BEGIN RECORDS FOR THIS TASK
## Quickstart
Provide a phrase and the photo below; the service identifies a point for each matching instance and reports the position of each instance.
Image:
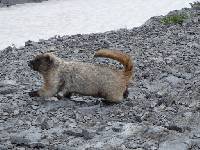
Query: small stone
(16, 112)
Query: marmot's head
(43, 62)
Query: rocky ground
(162, 111)
(7, 3)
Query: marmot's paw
(33, 94)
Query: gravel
(161, 112)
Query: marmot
(83, 78)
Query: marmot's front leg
(33, 94)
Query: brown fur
(83, 78)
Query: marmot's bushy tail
(119, 56)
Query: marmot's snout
(30, 64)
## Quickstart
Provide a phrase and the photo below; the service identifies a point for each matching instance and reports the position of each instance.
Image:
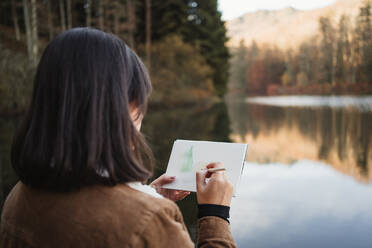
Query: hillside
(286, 27)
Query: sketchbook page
(188, 156)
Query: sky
(235, 8)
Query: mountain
(286, 27)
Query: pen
(215, 169)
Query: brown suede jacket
(100, 216)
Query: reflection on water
(341, 137)
(308, 178)
(306, 204)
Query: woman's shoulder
(106, 211)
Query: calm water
(307, 179)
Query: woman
(81, 158)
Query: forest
(182, 42)
(337, 60)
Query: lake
(308, 174)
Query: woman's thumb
(200, 180)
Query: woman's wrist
(214, 210)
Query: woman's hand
(171, 194)
(217, 191)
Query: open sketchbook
(187, 156)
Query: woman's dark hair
(78, 130)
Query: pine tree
(167, 17)
(343, 52)
(327, 50)
(364, 37)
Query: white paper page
(188, 156)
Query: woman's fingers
(162, 180)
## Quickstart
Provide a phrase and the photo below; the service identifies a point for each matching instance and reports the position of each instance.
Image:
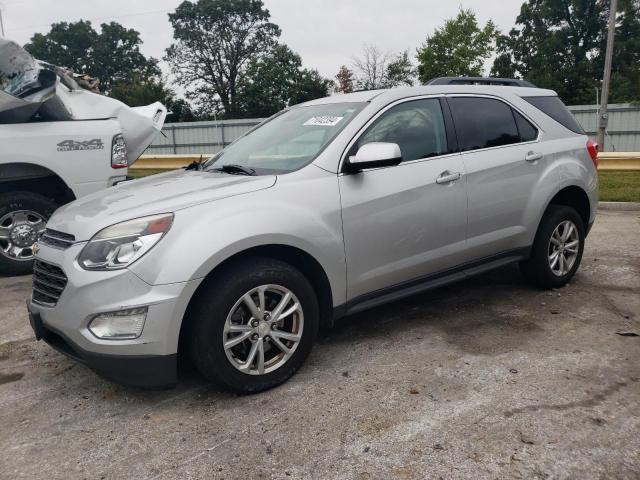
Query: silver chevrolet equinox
(328, 208)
END RECORDS FOR THIS TASK
TASK PROMPT: All entries above are to be set down word for word, and the pictures are to be left out.

ANSWER BOX:
## Quickstart
Provide a phrase and the photo below; the service identifies a point for each matching instance and reports the position of each instance.
Image:
Query: small stone
(16, 112)
Query: marmot's head
(43, 62)
Query: rocky ground
(162, 111)
(7, 3)
Query: marmot's paw
(33, 94)
Query: gravel
(161, 112)
Query: marmot
(83, 78)
Query: marmot's front leg
(33, 94)
Query: brown fur
(83, 78)
Query: marmot's bushy tail
(119, 56)
Query: marmot's snout
(30, 64)
## Quickstart
Provide a phrase and the photo below; the service identifies a point for each matching instance and reports the position of each instance.
Image:
Query: hillside
(286, 27)
Query: sketchbook page
(188, 156)
Query: sky
(235, 8)
Query: mountain
(286, 27)
Query: pen
(215, 169)
Query: brown suede jacket
(100, 216)
Query: reflection on water
(341, 137)
(308, 178)
(306, 204)
Query: woman's shoulder
(106, 211)
Query: calm water
(307, 179)
Query: woman
(81, 158)
Query: forest
(182, 42)
(337, 60)
Query: lake
(308, 174)
Query: woman's thumb
(200, 180)
Query: woman's wrist
(214, 210)
Query: woman's hand
(171, 194)
(217, 191)
Query: open sketchbook
(187, 156)
Query: woman's dark hair
(78, 130)
Query: pine tree
(167, 17)
(343, 52)
(327, 50)
(364, 37)
Query: white paper page
(188, 156)
Query: woman's fingers
(162, 180)
## Quickstart
Provide a phrase and the photo below; the service identifies a point for each matching instance and reports the position of each instance.
Image:
Query: silver chevrolet equinox
(328, 208)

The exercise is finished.